Do this: In the reply on the Samza proposal, update the passage starting at "- Durability: Samza" and ending at "containers to run in." by replacing "Kafka" with "Apache Kafka".

Re: [PROPOSAL] Samza Proposal

Chris Riccomini Tue, 23 Jul 2013 19:18:39 -0700

Hey Henry and Debo,

Thanks for calling this out. Samza's feature set includes:


   - *Simpe API:* Unlike most low-level messaging system APIs, Samza
   provides a very simple call-back based "process message" API that should be
   familiar to anyone that's used Map/Reduce.
   - *Managed state:* Samza manages snapshotting and restoration of a
   stream processor's state. Samza will restore a stream processor's state to
   a snapshot consistent with the processor's last read messages when the
   processor is restarted.
   - *Fault tolerance:* Samza will work with YARN to restart your stream
   processor if there is a machine or processor failure.
   - Durability: Samza uses Kafka to guarantee that no messages will ever
   be lost.
   - *Scalability:* Samza is partitioned and distributed at every level.
   Kafka provides ordered, partitioned, replayable, fault-tolerant streams.
   YARN provides a distributed environment for Samza containers to run in.
   - *Pluggable:* Though Samza works out of the box with Kafka and YARN,
   Samza provides a pluggable API that lets you run Samza with other messaging
   systems and execution environments.
   - *Processor isolation:* Samza works with Apache YARN, which supports
   processor security through Hadoop's security model, and resource isolation
   through Linux CGroups.

Some of these feature are available in S4, and some are not. The same holds
true for Storm.

The open source stream processing systems that are available are actually
quite young, and no single system offers a complete solution. Problems like
how a stream processor's state (e.g. counts) should be managed, whether a
stream should be buffered remotely on disk or not, what to do when
duplicate messages are received or messages are lost, and how to model
underlying messaging systems are all pretty new.

Samza's main differentiators are:

   - State is modeled as a stream. When a processor fails and is restarted,
   the state stream is entirely replayed to restore it.
   - Streams are ordered, partitioned, replayable, and fault tolerant.
   - YARN is used for processor isolation, security, and fault tolerance.
   - All streams are materialized to Kafka.

If you guys are interested, I have much more in-depth documents comparing
and contrasting Samza with MUPD8 and Storm.

Cheers,
Chris


On Tue, Jul 23, 2013 at 6:48 PM, Henry Saputra <henry.sapu...@gmail.com>wrote:

> Looks like this is similar to S4 (http://incubator.apache.org/s4/) which
> allow stream and real time data processing via DAG?
>
>
> - Henry
>
>
> On Tue, Jul 23, 2013 at 10:47 AM, Chris Ricco <criccomini....@gmail.com
> >wrote:
>
> > Hey All,
> >
> > Sending along an incubator proposal for Samza.

Dataset entries:

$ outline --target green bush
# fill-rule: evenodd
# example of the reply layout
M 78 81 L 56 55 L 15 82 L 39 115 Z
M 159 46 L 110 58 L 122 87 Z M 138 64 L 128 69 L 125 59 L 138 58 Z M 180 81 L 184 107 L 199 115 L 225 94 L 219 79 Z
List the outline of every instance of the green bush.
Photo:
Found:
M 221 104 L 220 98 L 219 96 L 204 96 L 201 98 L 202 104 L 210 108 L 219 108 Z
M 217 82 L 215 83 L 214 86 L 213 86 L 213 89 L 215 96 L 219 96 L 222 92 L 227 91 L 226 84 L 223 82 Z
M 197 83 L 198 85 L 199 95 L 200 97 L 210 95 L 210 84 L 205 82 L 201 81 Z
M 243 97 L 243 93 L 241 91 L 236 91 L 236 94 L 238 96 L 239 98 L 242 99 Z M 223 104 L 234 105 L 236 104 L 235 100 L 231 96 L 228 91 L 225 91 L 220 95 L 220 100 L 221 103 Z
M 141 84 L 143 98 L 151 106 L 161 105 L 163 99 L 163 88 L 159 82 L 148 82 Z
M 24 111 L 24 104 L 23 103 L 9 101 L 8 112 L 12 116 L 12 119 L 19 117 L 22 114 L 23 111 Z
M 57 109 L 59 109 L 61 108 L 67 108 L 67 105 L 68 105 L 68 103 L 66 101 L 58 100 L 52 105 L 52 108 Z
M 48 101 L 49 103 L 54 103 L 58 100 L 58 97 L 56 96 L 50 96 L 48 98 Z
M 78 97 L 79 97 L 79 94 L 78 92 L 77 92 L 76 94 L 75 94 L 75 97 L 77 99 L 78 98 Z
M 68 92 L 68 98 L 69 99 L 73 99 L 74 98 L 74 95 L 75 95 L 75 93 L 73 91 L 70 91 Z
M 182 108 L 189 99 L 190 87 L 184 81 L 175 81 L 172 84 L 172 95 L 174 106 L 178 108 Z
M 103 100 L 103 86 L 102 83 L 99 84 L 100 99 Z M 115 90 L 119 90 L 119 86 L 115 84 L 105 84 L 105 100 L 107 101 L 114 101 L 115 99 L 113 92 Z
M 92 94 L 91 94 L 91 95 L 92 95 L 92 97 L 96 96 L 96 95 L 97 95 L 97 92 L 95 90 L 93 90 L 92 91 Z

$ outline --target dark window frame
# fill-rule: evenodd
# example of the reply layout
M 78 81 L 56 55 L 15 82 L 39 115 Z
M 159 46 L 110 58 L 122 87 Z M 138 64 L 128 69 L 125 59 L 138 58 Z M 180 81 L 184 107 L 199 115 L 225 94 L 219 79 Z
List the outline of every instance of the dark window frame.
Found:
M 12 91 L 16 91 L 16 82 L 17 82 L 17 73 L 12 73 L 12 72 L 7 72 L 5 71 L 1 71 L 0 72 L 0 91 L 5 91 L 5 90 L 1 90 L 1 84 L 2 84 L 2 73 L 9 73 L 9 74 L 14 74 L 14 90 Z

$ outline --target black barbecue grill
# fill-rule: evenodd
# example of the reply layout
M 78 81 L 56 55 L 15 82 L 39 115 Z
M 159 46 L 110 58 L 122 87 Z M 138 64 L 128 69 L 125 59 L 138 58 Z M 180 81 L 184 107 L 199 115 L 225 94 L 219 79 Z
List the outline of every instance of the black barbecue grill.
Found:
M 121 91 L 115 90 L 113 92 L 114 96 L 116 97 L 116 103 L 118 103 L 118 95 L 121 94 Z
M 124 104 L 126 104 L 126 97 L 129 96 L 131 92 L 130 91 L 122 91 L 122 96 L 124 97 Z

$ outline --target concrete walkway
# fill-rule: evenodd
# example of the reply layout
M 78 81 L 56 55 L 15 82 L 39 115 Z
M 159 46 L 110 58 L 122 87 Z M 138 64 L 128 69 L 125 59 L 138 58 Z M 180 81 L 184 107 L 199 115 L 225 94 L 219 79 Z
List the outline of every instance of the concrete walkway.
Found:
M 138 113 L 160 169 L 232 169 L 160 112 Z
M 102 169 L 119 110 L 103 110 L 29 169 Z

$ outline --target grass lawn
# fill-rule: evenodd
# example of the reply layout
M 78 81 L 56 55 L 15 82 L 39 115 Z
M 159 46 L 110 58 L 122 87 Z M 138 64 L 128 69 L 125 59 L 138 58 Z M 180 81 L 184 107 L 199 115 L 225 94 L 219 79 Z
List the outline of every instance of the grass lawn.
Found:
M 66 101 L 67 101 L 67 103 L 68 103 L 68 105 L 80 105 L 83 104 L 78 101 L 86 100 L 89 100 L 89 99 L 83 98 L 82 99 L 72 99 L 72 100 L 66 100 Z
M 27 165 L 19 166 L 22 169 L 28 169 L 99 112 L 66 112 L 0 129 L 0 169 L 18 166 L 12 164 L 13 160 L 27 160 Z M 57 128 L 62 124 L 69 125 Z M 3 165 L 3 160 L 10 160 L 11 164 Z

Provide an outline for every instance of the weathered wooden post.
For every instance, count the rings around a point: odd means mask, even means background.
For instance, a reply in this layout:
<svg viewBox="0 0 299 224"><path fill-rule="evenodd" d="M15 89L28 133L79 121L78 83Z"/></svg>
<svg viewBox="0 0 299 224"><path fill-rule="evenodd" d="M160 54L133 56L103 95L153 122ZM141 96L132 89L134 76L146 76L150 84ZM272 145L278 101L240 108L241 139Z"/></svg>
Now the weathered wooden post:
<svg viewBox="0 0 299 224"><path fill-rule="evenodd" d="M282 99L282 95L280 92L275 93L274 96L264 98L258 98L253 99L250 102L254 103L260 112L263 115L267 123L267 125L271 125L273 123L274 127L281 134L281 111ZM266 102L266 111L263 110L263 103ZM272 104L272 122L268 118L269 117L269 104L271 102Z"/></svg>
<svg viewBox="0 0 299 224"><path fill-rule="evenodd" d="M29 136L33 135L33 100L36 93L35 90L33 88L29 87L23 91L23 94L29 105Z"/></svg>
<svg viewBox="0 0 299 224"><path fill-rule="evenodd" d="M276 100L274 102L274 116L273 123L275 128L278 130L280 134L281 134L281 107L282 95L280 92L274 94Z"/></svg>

Finished exercise:
- Durability: Samza uses Apache Kafka to guarantee that no messages will ever
   be lost.
   - *Scalability:* Samza is partitioned and distributed at every level.
   Apache Kafka provides ordered, partitioned, replayable, fault-tolerant streams.
   YARN provides a distributed environment for Samza containers to run in.